Aufgabenstellung |
**1.** Schreiben Sie aus dem Forenauszug unten den Abschnitt von „## Herbboy (7.“ bis einschließlich „es auch Switches.“ wortgetreu ab.
**2.** Beantworten Sie anhand des Forenauszugs unten kurz:
(a) Was passiert laut Herbboy mit dem Bild, wenn man es am PC breiter macht?
(b) Was gibt es laut Herbboy für den Fall, dass es mit den Anschlüssen eng wird?
(c) Was hat Kuppy nach eigener Aussage auch schon?

:: Quellenauszug

Also das mit der Einstellung für die Monitore stimmt so,
aber so könnt ich mir das ganze auf einen der Monitore legen und nebenbei noch PC nutzen.
Oder andersrum, ich zieh es einfach auf die Größe, dass schaur dann aber wohl extrem breitgezogen aus..

Mmmh, ja da könnt ich auch einfach die Konsole an einem Monitor direkt anschließen :/


Ja und sowas mit der Verzögerung wollt ich zB wissen,
dass wäre jetzt aber auch nur das Problem bei Aufzeichnungskarten,
mir würde ja auch einfach nur das anschauen reichen...


----------



## Herbboy (7. August 2010)

Also, ich sehe keinen Grund, das Bild extra über den PC durchzuschleifen. Breiter machen kannst Du das Bild zwar dann am PC, aber das wird dann halt einfach wie Du auch richtig überlegst in die Breite gezerrt. 

Und wenn Deine TFTs HDMI und DVI haben, kannst Du die PS3 ja auch in der Tat direkt mit an einen der TFTs anschließen, da brauchst Du keinen PC für. Falls es mit den Anschlüssen eng wird: dafür gibt es auch Switches.


----------



## Kuppy (7. August 2010)

Jo, glaub war gestern dann doch etwas zu spät 

Und Switch hab ich auch schon...


----------

::::
:: Material

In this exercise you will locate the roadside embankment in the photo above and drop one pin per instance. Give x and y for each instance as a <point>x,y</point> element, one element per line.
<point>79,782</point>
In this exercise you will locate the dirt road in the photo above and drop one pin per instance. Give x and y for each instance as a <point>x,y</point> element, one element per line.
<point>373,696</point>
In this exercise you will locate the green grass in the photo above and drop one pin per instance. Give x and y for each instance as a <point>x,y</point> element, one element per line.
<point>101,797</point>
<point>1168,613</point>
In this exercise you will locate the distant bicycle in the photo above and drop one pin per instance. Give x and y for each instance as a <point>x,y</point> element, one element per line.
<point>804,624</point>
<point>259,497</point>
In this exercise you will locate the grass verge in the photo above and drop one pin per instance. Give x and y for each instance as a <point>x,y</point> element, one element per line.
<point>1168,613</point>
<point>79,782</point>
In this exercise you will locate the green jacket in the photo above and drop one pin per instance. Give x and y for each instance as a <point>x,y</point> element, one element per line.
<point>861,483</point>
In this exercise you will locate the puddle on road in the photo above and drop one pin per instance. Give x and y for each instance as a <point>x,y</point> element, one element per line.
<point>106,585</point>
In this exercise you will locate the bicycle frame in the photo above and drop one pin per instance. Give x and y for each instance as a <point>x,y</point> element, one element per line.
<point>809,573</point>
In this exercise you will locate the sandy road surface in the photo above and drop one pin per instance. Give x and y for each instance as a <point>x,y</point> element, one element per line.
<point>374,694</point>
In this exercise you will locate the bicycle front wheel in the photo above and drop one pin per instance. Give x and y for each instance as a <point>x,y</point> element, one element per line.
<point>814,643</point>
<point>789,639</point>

::::

Erwartete Ergebnisse |
**1.**
## Herbboy (7. August 2010)

Also, ich sehe keinen Grund, das Bild extra über den PC durchzuschleifen. Breiter machen kannst Du das Bild zwar dann am PC, aber das wird dann halt einfach wie Du auch richtig überlegst in die Breite gezerrt. 

Und wenn Deine TFTs HDMI und DVI haben, kannst Du die PS3 ja auch in der Tat direkt mit an einen der TFTs anschließen, da brauchst Du keinen PC für. Falls es mit den Anschlüssen eng wird: dafür gibt es auch Switches.

**2.**
(a) Es wird in die Breite gezerrt.
(b) Switches.
(c) Einen Switch.